YOUR TASK >>
Repeat back the entries that follow, keeping every word as it is.

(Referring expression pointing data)
--- START ---

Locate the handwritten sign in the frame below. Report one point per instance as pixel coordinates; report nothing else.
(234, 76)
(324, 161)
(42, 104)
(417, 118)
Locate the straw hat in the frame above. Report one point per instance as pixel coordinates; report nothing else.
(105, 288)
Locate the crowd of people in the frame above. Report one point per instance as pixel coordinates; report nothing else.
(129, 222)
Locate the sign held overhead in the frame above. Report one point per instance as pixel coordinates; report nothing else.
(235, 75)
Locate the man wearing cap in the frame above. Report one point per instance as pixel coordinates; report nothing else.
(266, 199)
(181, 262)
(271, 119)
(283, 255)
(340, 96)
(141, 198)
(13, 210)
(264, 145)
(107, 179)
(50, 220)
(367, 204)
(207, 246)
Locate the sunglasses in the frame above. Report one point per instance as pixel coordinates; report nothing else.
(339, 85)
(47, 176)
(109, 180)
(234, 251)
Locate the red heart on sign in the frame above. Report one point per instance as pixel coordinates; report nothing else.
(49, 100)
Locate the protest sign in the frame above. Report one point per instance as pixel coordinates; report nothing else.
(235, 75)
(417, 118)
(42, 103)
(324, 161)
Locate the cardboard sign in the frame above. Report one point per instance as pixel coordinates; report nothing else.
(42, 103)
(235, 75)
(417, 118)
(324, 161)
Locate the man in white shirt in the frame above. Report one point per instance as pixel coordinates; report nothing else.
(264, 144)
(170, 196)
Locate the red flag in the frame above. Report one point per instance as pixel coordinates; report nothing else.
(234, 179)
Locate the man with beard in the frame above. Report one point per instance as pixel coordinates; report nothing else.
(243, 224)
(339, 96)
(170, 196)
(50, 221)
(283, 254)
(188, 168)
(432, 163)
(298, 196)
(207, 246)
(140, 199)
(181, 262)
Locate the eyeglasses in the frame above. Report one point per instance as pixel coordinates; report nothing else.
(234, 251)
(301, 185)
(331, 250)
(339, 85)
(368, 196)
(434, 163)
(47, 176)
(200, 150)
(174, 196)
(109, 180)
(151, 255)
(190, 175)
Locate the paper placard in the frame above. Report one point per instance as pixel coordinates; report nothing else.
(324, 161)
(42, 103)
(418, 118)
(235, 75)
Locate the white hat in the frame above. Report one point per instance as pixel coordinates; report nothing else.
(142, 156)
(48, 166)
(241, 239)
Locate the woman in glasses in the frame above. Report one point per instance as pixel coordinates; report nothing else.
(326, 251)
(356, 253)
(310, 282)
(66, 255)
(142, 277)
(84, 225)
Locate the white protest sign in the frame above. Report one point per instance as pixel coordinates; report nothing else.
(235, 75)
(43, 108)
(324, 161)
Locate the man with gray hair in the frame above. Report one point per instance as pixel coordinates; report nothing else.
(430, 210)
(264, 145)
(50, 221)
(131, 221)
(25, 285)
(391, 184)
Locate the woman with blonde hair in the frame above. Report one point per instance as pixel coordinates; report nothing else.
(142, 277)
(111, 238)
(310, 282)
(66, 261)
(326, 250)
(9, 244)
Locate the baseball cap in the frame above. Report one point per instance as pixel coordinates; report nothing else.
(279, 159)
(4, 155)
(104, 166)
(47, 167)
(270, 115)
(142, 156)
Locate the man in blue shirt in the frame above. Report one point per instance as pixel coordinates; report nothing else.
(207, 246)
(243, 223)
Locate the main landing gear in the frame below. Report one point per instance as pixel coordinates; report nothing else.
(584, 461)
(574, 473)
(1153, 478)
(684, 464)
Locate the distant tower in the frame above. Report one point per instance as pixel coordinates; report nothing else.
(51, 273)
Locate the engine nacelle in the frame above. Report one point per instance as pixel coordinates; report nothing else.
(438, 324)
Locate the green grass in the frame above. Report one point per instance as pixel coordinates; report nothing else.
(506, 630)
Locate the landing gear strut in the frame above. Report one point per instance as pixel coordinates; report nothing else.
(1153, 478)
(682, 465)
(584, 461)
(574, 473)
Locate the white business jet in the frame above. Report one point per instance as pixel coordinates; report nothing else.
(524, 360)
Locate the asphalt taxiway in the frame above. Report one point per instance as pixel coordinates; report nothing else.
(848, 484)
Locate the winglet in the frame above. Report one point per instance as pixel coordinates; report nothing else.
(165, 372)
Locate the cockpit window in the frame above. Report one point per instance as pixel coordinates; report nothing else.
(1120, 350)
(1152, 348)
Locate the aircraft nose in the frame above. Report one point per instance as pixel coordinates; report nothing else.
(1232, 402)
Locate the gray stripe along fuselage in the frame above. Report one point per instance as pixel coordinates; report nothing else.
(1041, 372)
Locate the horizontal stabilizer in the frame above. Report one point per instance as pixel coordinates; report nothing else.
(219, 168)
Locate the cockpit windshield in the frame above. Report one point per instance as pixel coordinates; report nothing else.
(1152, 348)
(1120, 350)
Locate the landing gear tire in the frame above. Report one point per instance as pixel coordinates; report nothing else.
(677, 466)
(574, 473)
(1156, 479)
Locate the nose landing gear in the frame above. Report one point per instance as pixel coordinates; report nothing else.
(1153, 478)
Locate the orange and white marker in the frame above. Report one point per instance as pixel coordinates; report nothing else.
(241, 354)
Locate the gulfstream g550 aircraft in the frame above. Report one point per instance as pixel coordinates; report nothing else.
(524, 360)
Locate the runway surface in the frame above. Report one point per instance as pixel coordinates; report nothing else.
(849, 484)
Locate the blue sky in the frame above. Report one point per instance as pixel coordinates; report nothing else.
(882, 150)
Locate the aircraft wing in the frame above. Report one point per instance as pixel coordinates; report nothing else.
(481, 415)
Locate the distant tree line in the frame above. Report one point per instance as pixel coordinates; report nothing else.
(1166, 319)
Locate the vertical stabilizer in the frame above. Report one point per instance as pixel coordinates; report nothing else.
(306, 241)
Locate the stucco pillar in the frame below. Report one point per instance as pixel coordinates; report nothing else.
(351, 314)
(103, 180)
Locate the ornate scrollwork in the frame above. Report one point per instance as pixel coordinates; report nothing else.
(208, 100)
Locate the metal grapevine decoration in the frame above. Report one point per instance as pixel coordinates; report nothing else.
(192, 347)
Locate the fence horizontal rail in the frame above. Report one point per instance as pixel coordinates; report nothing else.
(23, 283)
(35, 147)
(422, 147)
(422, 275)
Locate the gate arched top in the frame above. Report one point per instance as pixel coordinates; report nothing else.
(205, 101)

--- END ---

EXERCISE RESULT >>
Locate the handwritten sign in the frame below. Report one point per instance as pixel coordinates; report nothing else.
(234, 76)
(324, 161)
(42, 104)
(417, 118)
Locate the straw hat in the frame above. Report one point per instance as pixel coordinates; report nothing else.
(105, 288)
Locate the crowd of people in the frame above. Report one point per instance as pixel coordinates; report nothing else.
(129, 222)
Locate the sign held overhead in the frame above. Report one point per instance as pixel coordinates; report nothing else.
(235, 75)
Locate the man wearing cap in the frame above. Report one point per instance as pixel coordinates; report nothing else.
(266, 199)
(181, 262)
(271, 119)
(283, 255)
(340, 96)
(141, 198)
(13, 210)
(264, 145)
(107, 179)
(50, 220)
(367, 204)
(207, 246)
Locate the sunglasses in the frame above. Report one point per instance as pixel coordinates; report nothing else.
(339, 85)
(47, 176)
(109, 180)
(234, 251)
Locate the red heart on sign in the frame above. Report one point per instance as pixel coordinates; report nothing else.
(49, 100)
Locate the protest sign in the frame above. Report one point per instance as pixel coordinates; report nothing else.
(235, 75)
(417, 118)
(42, 103)
(324, 161)
Locate the cardboard sign in the frame above. Report one point per instance as pixel coordinates; report nothing else.
(42, 103)
(235, 75)
(417, 118)
(324, 161)
Locate the man in white shirt in the frame above. Report one point per instance as pixel coordinates; report nothing else.
(264, 144)
(170, 196)
Locate the red flag in the frame above. Report one point per instance as pixel coordinates; report nothing else.
(234, 179)
Locate the man with beard in the frame above. Report one point per instance as pixel coordinates; report nothing else.
(243, 224)
(339, 96)
(170, 196)
(50, 221)
(283, 254)
(188, 168)
(432, 163)
(298, 196)
(207, 246)
(140, 199)
(181, 262)
Locate the eyeglasses in the frame above. Report one point per instance as pixel coordinates; report nothing else.
(234, 251)
(301, 185)
(331, 250)
(339, 85)
(368, 196)
(434, 163)
(47, 176)
(200, 150)
(174, 196)
(109, 180)
(151, 255)
(190, 175)
Locate the paper placard in the frame above. Report one point per instance as pixel coordinates; report nothing else.
(324, 161)
(42, 103)
(418, 118)
(235, 75)
Locate the white hat in the frame above. Report one point per instance as pixel coordinates; report nothing else.
(142, 156)
(48, 166)
(241, 239)
Locate the woman in glasses in the frame above. Report one point per instance as pixel coordinates; report nothing else.
(326, 251)
(356, 253)
(310, 282)
(66, 255)
(142, 277)
(84, 225)
Locate the white protest sign in the frame above. Report one point per instance as pixel coordinates; report nothing else.
(235, 75)
(43, 108)
(324, 161)
Locate the man with gray hair in the frame above. Report one point per instance as pixel coordinates; report nothing else.
(430, 210)
(264, 145)
(50, 221)
(131, 221)
(25, 285)
(391, 184)
Locate the woman with blonde hair in the frame above. Report one point per instance as pixel coordinates; report nothing else.
(142, 277)
(111, 238)
(310, 282)
(66, 261)
(326, 250)
(9, 244)
Locate the baseball cap in the frame above. Report one point per instance as pixel coordinates; report nothing else.
(279, 159)
(4, 155)
(104, 166)
(47, 167)
(270, 115)
(142, 156)
Locate the man in blue shirt in the frame above. Report one point per instance as pixel coordinates; report nothing else.
(207, 246)
(243, 223)
Locate the main landing gear in the frame below. Report one point per instance as pixel coordinates; report nothing else.
(584, 461)
(574, 473)
(1153, 478)
(684, 464)
Locate the distant tower in the frame above. Report one point per instance as pixel coordinates; report nothing else.
(51, 273)
Locate the engine nacelle in the frame above. Report one point per instance as pixel coordinates; report nothing else.
(438, 324)
Locate the green grass in the frame above. Report one point per instance as pixel coordinates; report nothing else.
(506, 630)
Locate the landing gear strut in the frame above. Report one point per instance as pixel coordinates; report nothing else.
(1153, 478)
(682, 465)
(584, 461)
(574, 473)
Locate the white business jet in the frame above. Report one point per instance as pixel coordinates; report nothing else.
(524, 360)
Locate the asphalt taxiway in the frame above. Report one point per instance as pixel coordinates; report nothing else.
(848, 484)
Locate the winglet in the frame above. Report one point per instance as pixel coordinates; report nothing else.
(165, 372)
Locate the cockpit window in the frame above. Report one point per instance as pixel coordinates; report nothing else.
(1120, 350)
(1152, 348)
Locate the aircraft nose in the frame above. Report one point per instance as pixel coordinates; report nothing else.
(1232, 402)
Locate the gray stripe along fuselage in the frame above. Report one point per instance as pixel coordinates; report nothing else.
(1041, 372)
Locate the horizontal stabilizer in the frame above. Report one point per instance as pixel coordinates; report nothing else.
(219, 168)
Locate the cockpit windshield in the frame above. Report one point per instance as pixel coordinates; report nothing else.
(1152, 348)
(1120, 350)
Locate the landing gear tire in the frame above. Report one point per instance as pixel coordinates; report nothing else.
(677, 466)
(574, 473)
(1156, 479)
Locate the nose landing gear in the frame above. Report one point per instance as pixel coordinates; report nothing else.
(1153, 478)
Locate the orange and white marker in the frame above. Report one point per instance as pixel coordinates; report nothing else.
(241, 354)
Locate the gulfstream g550 aircraft in the frame above. Report one point per instance as pixel coordinates; report nothing else.
(524, 360)
Locate the runway surface in the frame above. Report one point per instance as pixel coordinates; report nothing else.
(849, 484)
Locate the blue sky in the frame above. Report one point per instance as pixel coordinates; report nothing else.
(882, 150)
Locate the aircraft wing in the frame above. Report one point per instance as pixel coordinates; report nothing else.
(481, 415)
Locate the distant tree line in the frame above. Report one point per instance as pixel coordinates; report nothing else.
(1166, 319)
Locate the vertical stabilizer in the frame above. Report one point per instance as pixel coordinates; report nothing else.
(306, 241)
Locate the stucco pillar in the frame below. Report one point per instance as pixel coordinates; report nothing else.
(351, 314)
(103, 180)
Locate the ornate scrollwork in the frame above. Report one point per instance as pixel coordinates; report nothing else.
(208, 100)
Locate the metal grapevine decoration in the frame above. Report one point per instance as pixel coordinates; report nothing else.
(192, 347)
Locate the fence horizontal rail in the frame above. Report one point per instance as pixel coordinates; report nothing else.
(23, 283)
(35, 147)
(422, 147)
(422, 275)
Locate the gate arched top in the frame above. Report one point per instance as pixel coordinates; report nothing else.
(205, 101)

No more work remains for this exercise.